» Required work
Quote the passage about the Ancient Greece school project word for word, starting with "The Ancient Greece" and going on through "for an exhibition.".

Written by Sally Waite |

In this week’s guest post, Dr. Sally Waite (Newcastle University) tells us about a public engagement project which was recently supported by the ICS’s small grants scheme.

the legacy of ancient greece

The Legacy of Ancient Greece is one of six ‘pop up’ events for a larger research project led by Professor David Leat and Ulrike Thomas (Centre for Learning and Teaching, School of Education, Newcastle University). The project is centred on enquiry based learning with an emphasis on community curriculum making. A community curriculum involves pupils undertaking projects using community assets and resources with the aim of encouraging student curiosity, creativity and responsibility. Key to the community curriculum is some kind of end product with a public audience, underlining the emphasis on connecting with places and people outside the school. These connections, and the emphasis on an end product, raise aspiration, increase engagement and enhance the quality of the work produced. A community curriculum promotes different kinds of learning experiences, foregrounding creativity and hands on approaches.

The Ancient Greece ‘pop up’ is a collaboration between academics from the Centre for Learning and Teaching and the School of History, Classics and Archaeology at Newcastle University, curatorial and learning staff from the Great North Museum and Belsay School. The ‘pop up’ delivered an intensive introduction to Ancient Greece for Year 3 and 4 children (aged 7 – 9) at Belsay School, a small primary school in rural Northumberland. It took place in the Great North Museum, on the Newcastle University campus and in Belsay School over 6 weeks (February – March 2018). The focus of the ‘pop up’ centred on the theme of Greek legacy and the children worked with a potter and artist (funded by the ICS) to create original art works for an exhibition.

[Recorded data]
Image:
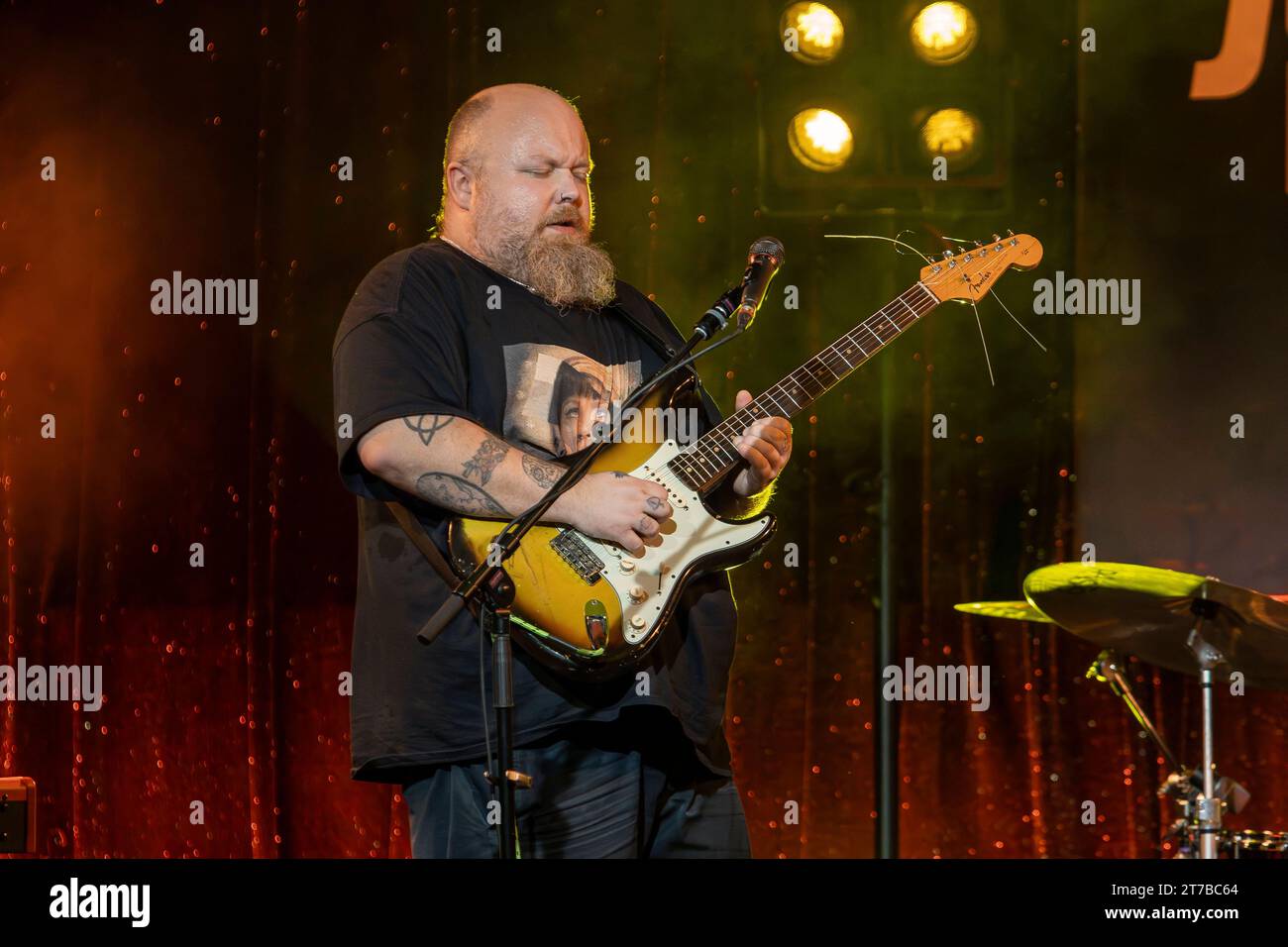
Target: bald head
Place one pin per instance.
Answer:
(516, 193)
(500, 123)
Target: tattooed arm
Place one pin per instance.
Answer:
(454, 463)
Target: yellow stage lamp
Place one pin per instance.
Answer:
(811, 33)
(952, 133)
(820, 140)
(944, 33)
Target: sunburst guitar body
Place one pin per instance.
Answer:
(591, 608)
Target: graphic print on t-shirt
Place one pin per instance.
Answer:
(555, 395)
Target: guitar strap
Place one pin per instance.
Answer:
(420, 539)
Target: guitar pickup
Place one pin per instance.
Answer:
(578, 554)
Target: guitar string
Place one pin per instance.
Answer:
(773, 394)
(725, 428)
(722, 432)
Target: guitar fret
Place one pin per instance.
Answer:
(716, 451)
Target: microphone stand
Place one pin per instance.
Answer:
(493, 587)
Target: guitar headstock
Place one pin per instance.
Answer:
(971, 273)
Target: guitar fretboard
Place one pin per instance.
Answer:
(711, 457)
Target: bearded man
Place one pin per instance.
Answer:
(467, 365)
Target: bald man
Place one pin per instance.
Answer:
(469, 365)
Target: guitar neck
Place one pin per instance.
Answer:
(711, 457)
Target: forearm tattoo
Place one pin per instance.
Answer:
(455, 493)
(489, 454)
(428, 425)
(542, 474)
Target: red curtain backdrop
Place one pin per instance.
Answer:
(223, 731)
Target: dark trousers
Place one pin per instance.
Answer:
(625, 789)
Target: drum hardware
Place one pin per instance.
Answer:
(1192, 624)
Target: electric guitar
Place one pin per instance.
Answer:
(590, 608)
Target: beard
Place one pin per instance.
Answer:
(565, 270)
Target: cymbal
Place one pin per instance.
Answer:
(1016, 611)
(1149, 612)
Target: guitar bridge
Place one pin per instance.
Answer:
(574, 552)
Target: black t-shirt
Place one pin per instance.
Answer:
(432, 330)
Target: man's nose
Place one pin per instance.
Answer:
(568, 189)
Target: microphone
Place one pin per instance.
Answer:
(763, 261)
(717, 316)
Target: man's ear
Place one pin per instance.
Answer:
(460, 184)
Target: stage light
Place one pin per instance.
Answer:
(819, 31)
(944, 33)
(953, 133)
(820, 140)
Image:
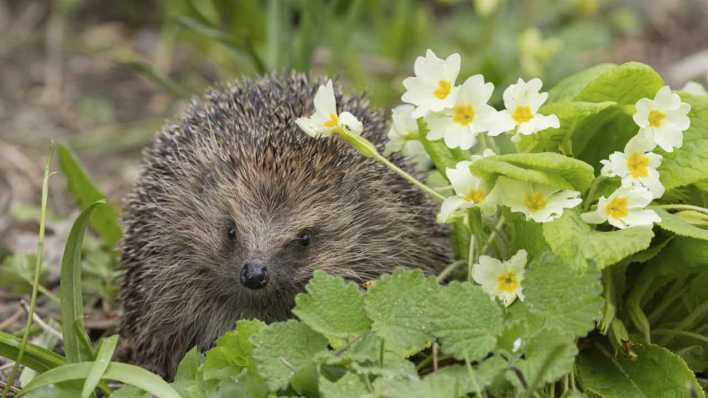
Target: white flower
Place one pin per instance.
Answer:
(663, 119)
(470, 191)
(433, 87)
(469, 116)
(403, 137)
(325, 121)
(540, 203)
(624, 208)
(522, 101)
(636, 165)
(501, 279)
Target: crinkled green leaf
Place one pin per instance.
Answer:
(548, 355)
(465, 320)
(689, 163)
(332, 307)
(283, 348)
(567, 298)
(624, 84)
(571, 86)
(349, 386)
(232, 351)
(574, 241)
(399, 307)
(656, 372)
(543, 168)
(677, 225)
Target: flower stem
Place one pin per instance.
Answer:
(683, 207)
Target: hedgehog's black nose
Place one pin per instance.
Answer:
(254, 276)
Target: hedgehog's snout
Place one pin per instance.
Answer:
(254, 275)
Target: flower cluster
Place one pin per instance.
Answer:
(457, 115)
(661, 122)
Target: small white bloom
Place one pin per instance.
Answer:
(403, 137)
(540, 203)
(325, 121)
(522, 101)
(469, 116)
(501, 279)
(636, 165)
(470, 191)
(624, 208)
(433, 87)
(663, 119)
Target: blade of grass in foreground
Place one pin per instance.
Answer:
(100, 365)
(37, 271)
(72, 303)
(124, 373)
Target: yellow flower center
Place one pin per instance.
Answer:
(638, 165)
(443, 89)
(332, 122)
(508, 282)
(522, 114)
(656, 118)
(617, 208)
(475, 196)
(463, 114)
(534, 201)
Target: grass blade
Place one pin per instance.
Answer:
(124, 373)
(72, 304)
(100, 365)
(37, 272)
(35, 357)
(105, 220)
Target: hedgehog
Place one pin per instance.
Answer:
(235, 208)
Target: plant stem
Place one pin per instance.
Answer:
(37, 271)
(683, 207)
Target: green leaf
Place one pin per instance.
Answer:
(677, 225)
(105, 219)
(34, 357)
(72, 305)
(689, 163)
(465, 320)
(656, 372)
(233, 351)
(624, 84)
(348, 386)
(571, 86)
(398, 306)
(576, 242)
(567, 298)
(332, 307)
(128, 374)
(98, 369)
(283, 348)
(543, 168)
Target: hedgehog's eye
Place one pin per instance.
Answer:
(304, 238)
(231, 231)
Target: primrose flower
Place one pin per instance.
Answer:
(501, 279)
(540, 203)
(522, 101)
(624, 208)
(403, 137)
(663, 119)
(636, 165)
(325, 121)
(469, 116)
(470, 191)
(433, 87)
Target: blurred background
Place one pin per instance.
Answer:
(102, 76)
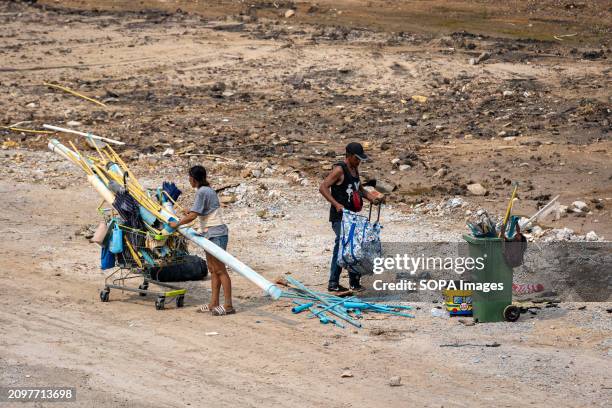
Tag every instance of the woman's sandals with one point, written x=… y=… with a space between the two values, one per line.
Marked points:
x=216 y=311
x=222 y=311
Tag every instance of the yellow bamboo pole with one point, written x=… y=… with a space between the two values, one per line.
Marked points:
x=119 y=160
x=134 y=254
x=81 y=159
x=70 y=91
x=508 y=210
x=14 y=129
x=98 y=150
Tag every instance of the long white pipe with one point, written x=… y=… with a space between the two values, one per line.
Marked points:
x=189 y=233
x=216 y=251
x=76 y=132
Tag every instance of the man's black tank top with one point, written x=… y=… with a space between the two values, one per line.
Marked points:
x=343 y=192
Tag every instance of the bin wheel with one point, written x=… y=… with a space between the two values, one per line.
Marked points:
x=512 y=313
x=104 y=294
x=159 y=303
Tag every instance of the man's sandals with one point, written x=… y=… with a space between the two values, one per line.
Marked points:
x=216 y=311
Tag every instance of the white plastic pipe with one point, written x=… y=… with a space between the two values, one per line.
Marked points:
x=76 y=132
x=189 y=233
x=101 y=188
x=218 y=252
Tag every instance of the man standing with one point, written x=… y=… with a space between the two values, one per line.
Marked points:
x=343 y=189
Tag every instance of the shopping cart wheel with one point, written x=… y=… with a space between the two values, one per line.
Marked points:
x=512 y=313
x=159 y=303
x=104 y=295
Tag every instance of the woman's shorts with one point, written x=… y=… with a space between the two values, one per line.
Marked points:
x=220 y=241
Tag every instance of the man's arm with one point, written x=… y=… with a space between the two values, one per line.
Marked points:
x=374 y=198
x=186 y=219
x=325 y=188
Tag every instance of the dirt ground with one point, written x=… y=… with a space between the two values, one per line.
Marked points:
x=246 y=90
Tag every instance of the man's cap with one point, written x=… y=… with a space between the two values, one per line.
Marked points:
x=356 y=149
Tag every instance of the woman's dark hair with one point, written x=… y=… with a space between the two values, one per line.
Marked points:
x=199 y=175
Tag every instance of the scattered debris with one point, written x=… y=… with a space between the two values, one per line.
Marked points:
x=477 y=189
x=395 y=381
x=494 y=344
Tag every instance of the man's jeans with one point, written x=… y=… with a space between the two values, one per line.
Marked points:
x=335 y=270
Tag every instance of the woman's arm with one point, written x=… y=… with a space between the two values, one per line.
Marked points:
x=186 y=219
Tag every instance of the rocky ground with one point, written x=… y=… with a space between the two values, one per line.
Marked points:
x=484 y=93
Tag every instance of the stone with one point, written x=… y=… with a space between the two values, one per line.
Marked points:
x=580 y=205
x=440 y=173
x=346 y=374
x=385 y=187
x=395 y=381
x=218 y=87
x=477 y=189
x=385 y=146
x=455 y=202
x=228 y=199
x=591 y=236
x=419 y=98
x=564 y=234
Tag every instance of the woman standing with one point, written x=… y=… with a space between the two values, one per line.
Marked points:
x=208 y=210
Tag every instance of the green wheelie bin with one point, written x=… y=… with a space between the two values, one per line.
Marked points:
x=494 y=305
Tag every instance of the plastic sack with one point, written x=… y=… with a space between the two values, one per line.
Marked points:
x=189 y=268
x=100 y=234
x=116 y=242
x=146 y=215
x=107 y=259
x=359 y=243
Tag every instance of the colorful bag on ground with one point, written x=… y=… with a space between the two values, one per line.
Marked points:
x=116 y=242
x=107 y=259
x=100 y=234
x=359 y=243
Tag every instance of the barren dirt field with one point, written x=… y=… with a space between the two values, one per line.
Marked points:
x=442 y=94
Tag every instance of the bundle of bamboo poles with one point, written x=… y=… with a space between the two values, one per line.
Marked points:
x=328 y=308
x=108 y=167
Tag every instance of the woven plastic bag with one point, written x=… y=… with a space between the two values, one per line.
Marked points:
x=359 y=243
x=116 y=242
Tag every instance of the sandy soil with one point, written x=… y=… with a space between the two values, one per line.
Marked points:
x=293 y=92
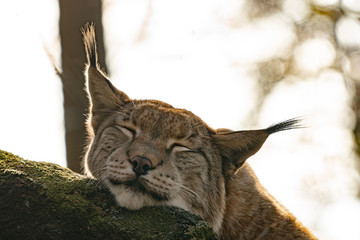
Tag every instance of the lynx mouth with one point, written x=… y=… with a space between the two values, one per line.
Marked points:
x=137 y=187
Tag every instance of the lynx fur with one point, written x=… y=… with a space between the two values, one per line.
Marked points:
x=149 y=153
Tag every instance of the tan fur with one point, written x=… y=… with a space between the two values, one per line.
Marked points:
x=192 y=166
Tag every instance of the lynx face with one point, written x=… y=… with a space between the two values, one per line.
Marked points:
x=149 y=153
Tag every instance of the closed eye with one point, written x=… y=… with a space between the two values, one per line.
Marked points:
x=127 y=131
x=175 y=147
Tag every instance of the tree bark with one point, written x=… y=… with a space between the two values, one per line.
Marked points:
x=73 y=16
x=40 y=200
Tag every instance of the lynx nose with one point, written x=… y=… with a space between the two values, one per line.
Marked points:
x=141 y=165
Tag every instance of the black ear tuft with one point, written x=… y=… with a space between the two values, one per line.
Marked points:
x=293 y=123
x=88 y=32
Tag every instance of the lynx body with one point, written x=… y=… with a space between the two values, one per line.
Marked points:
x=150 y=153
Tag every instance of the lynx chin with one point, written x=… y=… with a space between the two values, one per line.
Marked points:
x=149 y=153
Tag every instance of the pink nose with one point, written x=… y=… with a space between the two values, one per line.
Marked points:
x=141 y=165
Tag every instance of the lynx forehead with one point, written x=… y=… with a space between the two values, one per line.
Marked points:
x=149 y=153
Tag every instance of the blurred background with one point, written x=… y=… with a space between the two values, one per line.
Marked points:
x=236 y=64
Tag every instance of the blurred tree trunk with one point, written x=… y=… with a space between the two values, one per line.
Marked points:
x=73 y=16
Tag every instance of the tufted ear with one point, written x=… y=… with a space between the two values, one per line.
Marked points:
x=236 y=147
x=103 y=96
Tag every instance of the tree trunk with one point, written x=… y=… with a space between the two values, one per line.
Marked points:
x=73 y=16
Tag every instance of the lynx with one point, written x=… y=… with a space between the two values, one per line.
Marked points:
x=149 y=153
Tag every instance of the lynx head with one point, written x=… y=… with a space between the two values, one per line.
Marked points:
x=150 y=153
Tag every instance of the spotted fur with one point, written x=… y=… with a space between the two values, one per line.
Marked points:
x=189 y=165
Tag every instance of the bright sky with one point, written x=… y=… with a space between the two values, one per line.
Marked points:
x=191 y=58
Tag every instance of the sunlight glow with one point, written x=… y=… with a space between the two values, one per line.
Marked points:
x=315 y=54
x=202 y=55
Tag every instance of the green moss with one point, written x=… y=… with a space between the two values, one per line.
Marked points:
x=45 y=201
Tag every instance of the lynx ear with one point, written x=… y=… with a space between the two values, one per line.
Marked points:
x=103 y=96
x=236 y=147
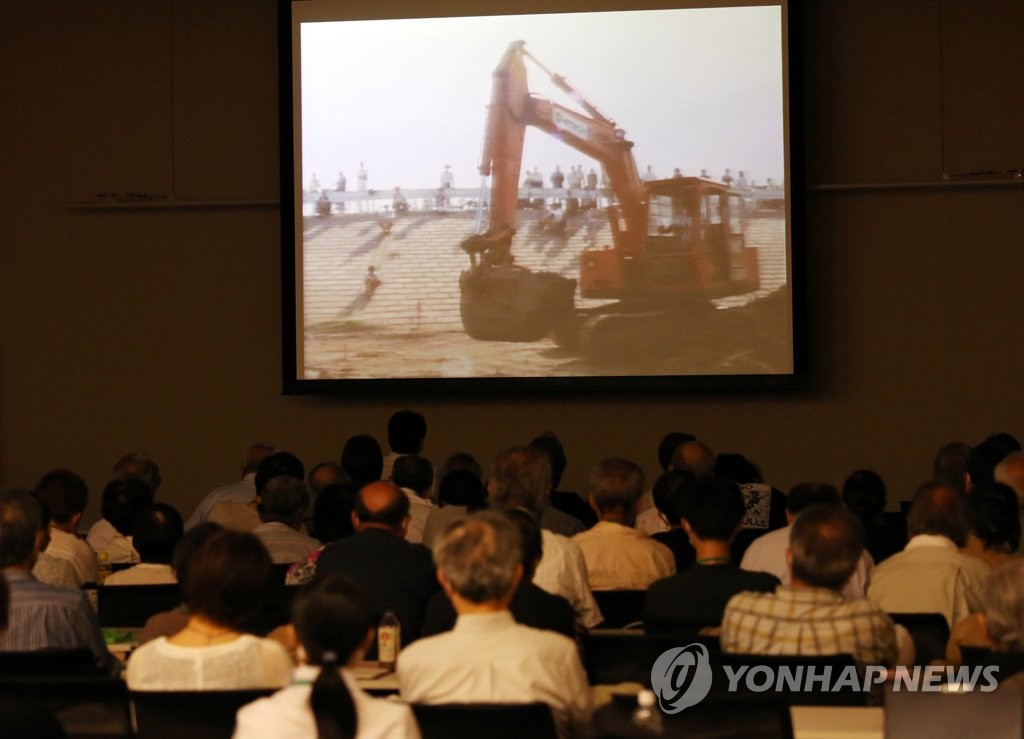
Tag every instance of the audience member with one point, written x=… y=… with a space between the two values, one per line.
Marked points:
x=995 y=524
x=157 y=533
x=393 y=573
x=487 y=657
x=520 y=478
x=931 y=575
x=41 y=616
x=282 y=509
x=407 y=430
x=811 y=615
x=768 y=554
x=66 y=495
x=361 y=460
x=617 y=556
x=334 y=626
x=459 y=492
x=529 y=606
x=415 y=476
x=245 y=516
x=124 y=501
x=225 y=587
x=242 y=491
x=864 y=496
x=712 y=511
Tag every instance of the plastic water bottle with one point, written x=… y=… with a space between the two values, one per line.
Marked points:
x=388 y=640
x=647 y=716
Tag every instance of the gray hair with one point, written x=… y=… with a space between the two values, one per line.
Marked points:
x=826 y=544
x=1004 y=602
x=478 y=556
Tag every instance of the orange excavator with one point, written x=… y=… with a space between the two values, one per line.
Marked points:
x=677 y=244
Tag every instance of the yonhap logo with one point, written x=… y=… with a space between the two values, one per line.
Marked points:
x=681 y=677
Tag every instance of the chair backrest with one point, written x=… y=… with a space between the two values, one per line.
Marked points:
x=131 y=605
x=188 y=714
x=930 y=633
x=620 y=607
x=495 y=721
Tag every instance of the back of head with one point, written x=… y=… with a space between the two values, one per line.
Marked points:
x=668 y=493
x=695 y=457
x=158 y=531
x=521 y=478
x=940 y=511
x=864 y=494
x=463 y=487
x=381 y=505
x=413 y=472
x=406 y=432
x=278 y=464
x=667 y=448
x=138 y=466
x=324 y=475
x=124 y=501
x=995 y=516
x=615 y=486
x=284 y=500
x=479 y=556
x=361 y=460
x=1004 y=606
x=550 y=444
x=64 y=492
x=736 y=468
x=811 y=493
x=713 y=507
x=826 y=542
x=949 y=466
x=226 y=578
x=20 y=521
x=255 y=454
x=332 y=620
x=333 y=513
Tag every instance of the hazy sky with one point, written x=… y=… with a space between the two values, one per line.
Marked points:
x=696 y=88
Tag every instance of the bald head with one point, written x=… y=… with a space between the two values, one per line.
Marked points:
x=381 y=505
x=694 y=457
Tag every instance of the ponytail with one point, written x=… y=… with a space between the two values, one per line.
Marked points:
x=332 y=702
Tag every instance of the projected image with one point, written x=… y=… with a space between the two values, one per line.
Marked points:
x=560 y=196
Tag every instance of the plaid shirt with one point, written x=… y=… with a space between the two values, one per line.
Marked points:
x=809 y=620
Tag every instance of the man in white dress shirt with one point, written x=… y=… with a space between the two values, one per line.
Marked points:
x=487 y=657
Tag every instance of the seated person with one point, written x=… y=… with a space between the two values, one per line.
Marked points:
x=225 y=585
x=282 y=510
x=487 y=657
x=811 y=615
x=124 y=501
x=530 y=606
x=157 y=533
x=712 y=512
x=334 y=626
x=617 y=556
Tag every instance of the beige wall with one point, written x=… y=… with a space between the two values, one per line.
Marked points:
x=159 y=331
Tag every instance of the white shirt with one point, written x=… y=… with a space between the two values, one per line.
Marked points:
x=103 y=537
x=420 y=510
x=69 y=547
x=287 y=713
x=489 y=658
x=246 y=662
x=767 y=554
x=242 y=491
x=620 y=557
x=562 y=571
x=145 y=573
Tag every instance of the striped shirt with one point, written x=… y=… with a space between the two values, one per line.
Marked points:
x=808 y=620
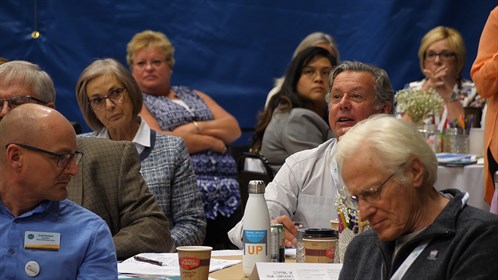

» Written answer
The Ancient Greece ‘pop up’ is a collaboration between academics from the Centre for Learning and Teaching and the School of History, Classics and Archaeology at Newcastle University, curatorial and learning staff from the Great North Museum and Belsay School. The ‘pop up’ delivered an intensive introduction to Ancient Greece for Year 3 and 4 children (aged 7 – 9) at Belsay School, a small primary school in rural Northumberland. It took place in the Great North Museum, on the Newcastle University campus and in Belsay School over 6 weeks (February – March 2018). The focus of the ‘pop up’ centred on the theme of Greek legacy and the children worked with a potter and artist (funded by the ICS) to create original art works for an exhibition.